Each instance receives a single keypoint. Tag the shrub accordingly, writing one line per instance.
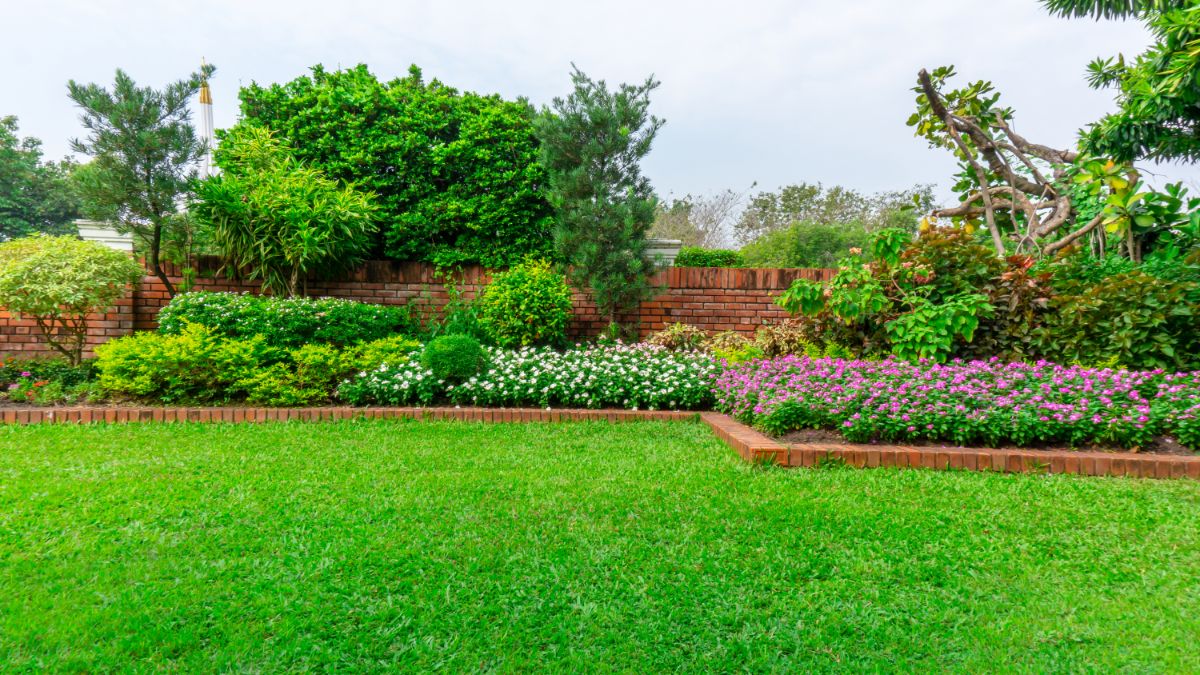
(529, 304)
(310, 376)
(277, 219)
(629, 376)
(387, 351)
(1133, 317)
(286, 322)
(679, 336)
(454, 357)
(58, 281)
(695, 256)
(790, 336)
(733, 348)
(196, 364)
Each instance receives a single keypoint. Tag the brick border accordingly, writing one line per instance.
(754, 446)
(750, 444)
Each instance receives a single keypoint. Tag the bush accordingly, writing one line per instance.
(286, 322)
(454, 358)
(388, 351)
(529, 304)
(193, 365)
(629, 376)
(695, 256)
(456, 173)
(277, 219)
(58, 281)
(791, 336)
(679, 338)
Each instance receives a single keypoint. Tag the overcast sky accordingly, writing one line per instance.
(755, 91)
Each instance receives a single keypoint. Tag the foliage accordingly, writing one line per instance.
(143, 149)
(1133, 318)
(679, 336)
(805, 244)
(979, 402)
(209, 527)
(699, 221)
(592, 144)
(195, 365)
(286, 322)
(377, 353)
(627, 376)
(529, 304)
(789, 336)
(731, 348)
(46, 382)
(455, 173)
(280, 220)
(59, 281)
(769, 213)
(693, 256)
(35, 196)
(1157, 91)
(459, 316)
(454, 358)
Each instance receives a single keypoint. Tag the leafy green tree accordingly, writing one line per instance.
(276, 217)
(1158, 95)
(807, 244)
(35, 196)
(592, 144)
(59, 281)
(1111, 9)
(144, 153)
(456, 173)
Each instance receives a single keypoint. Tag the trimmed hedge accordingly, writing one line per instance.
(695, 256)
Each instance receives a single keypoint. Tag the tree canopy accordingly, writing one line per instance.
(35, 196)
(455, 173)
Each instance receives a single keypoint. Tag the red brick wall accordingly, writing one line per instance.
(712, 298)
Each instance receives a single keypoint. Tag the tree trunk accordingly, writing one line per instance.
(155, 266)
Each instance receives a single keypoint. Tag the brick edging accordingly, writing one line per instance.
(749, 443)
(124, 414)
(755, 446)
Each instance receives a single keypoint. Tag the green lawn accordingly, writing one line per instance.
(580, 547)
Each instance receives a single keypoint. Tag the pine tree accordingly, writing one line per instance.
(144, 151)
(592, 143)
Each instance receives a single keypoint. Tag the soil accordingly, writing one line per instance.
(1159, 446)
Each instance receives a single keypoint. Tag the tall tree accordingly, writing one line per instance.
(455, 173)
(144, 153)
(592, 144)
(1157, 93)
(35, 196)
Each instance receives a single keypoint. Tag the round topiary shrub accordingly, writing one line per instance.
(529, 304)
(454, 357)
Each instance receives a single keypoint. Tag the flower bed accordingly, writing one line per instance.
(971, 404)
(624, 376)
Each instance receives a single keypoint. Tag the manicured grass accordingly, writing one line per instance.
(642, 547)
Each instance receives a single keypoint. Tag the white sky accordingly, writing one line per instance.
(754, 91)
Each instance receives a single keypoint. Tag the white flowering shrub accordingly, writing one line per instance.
(599, 376)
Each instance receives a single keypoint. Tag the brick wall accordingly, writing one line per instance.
(712, 298)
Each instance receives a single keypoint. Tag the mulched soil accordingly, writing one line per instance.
(1159, 446)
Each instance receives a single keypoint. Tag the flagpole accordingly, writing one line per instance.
(207, 133)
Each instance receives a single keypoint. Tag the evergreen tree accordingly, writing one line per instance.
(592, 143)
(144, 151)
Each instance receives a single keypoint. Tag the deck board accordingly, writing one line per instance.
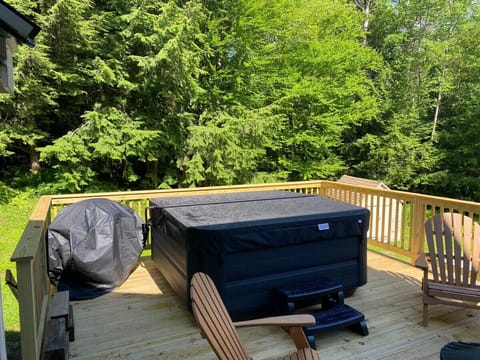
(144, 319)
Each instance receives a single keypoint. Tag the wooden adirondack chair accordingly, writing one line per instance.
(454, 258)
(217, 326)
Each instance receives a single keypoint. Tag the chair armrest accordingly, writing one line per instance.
(285, 321)
(421, 262)
(293, 323)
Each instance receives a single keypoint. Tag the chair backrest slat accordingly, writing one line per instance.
(454, 248)
(214, 320)
(432, 251)
(476, 254)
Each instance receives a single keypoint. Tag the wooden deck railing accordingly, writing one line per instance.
(396, 229)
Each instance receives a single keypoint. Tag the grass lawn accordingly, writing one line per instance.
(13, 218)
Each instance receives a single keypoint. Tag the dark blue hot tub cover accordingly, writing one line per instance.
(93, 246)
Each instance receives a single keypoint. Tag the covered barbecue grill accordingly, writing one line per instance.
(93, 246)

━━━━━━

The lines to be quoted run from the line containing "Each instance receives a single keypoint. Tag the manicured" through the end of the entries above, both included; quote them exactly and leave out any pictures.

Each instance receives a single keypoint. Tag the manicured grass accordingly, writing one line per instance.
(642, 547)
Each instance receives a single keypoint. Tag the white sky accordingly, writing one line per instance.
(754, 91)
Each instance receives a single keypoint. Tag the white flowering shrub accordingly, writing one line per instance.
(599, 376)
Each instance receives a single keypoint. Tag the brick wall accordingly, writing one line per instance.
(712, 298)
Each instance receives a single keypoint. Tag the mulched soil accordingly, writing one line per instance.
(1159, 446)
Each instance receives a single keypoint. Tag the flagpole accordingly, writing one line per instance.
(207, 133)
Each instance receives a single keypoint. Tag the evergreen tree accordingly, writing one line per instance.
(592, 143)
(144, 151)
Each instance receives a single keypoint. Tag the deck board accordingly, writing one line per instance.
(144, 319)
Each instance receives a single keypoint. Tag the wooden adirondack chair accordingly, writing one line per instance.
(454, 258)
(217, 326)
Each instance receives a single keypoint. Tag the chair armrest accordingly, writing one line per instance.
(285, 321)
(421, 262)
(293, 323)
Each instance receives a single keypoint. Tag the chair backrest slat accordingly, writing one line per instance.
(454, 248)
(214, 320)
(432, 251)
(476, 254)
Each instance receives a single keypoint. Tag the wooden deck railing accordingly, writing one line per instance.
(396, 229)
Each instance receives a single keypoint. Tag the grass lawn accordingly, writing one line per instance.
(13, 218)
Each instance receives a single keypoint. Tag the dark blue hot tub cover accordingly, writing one line per instance.
(93, 246)
Each instance receives a single keypoint. Tag the covered barbecue grill accordingly, writing one line per instance.
(93, 246)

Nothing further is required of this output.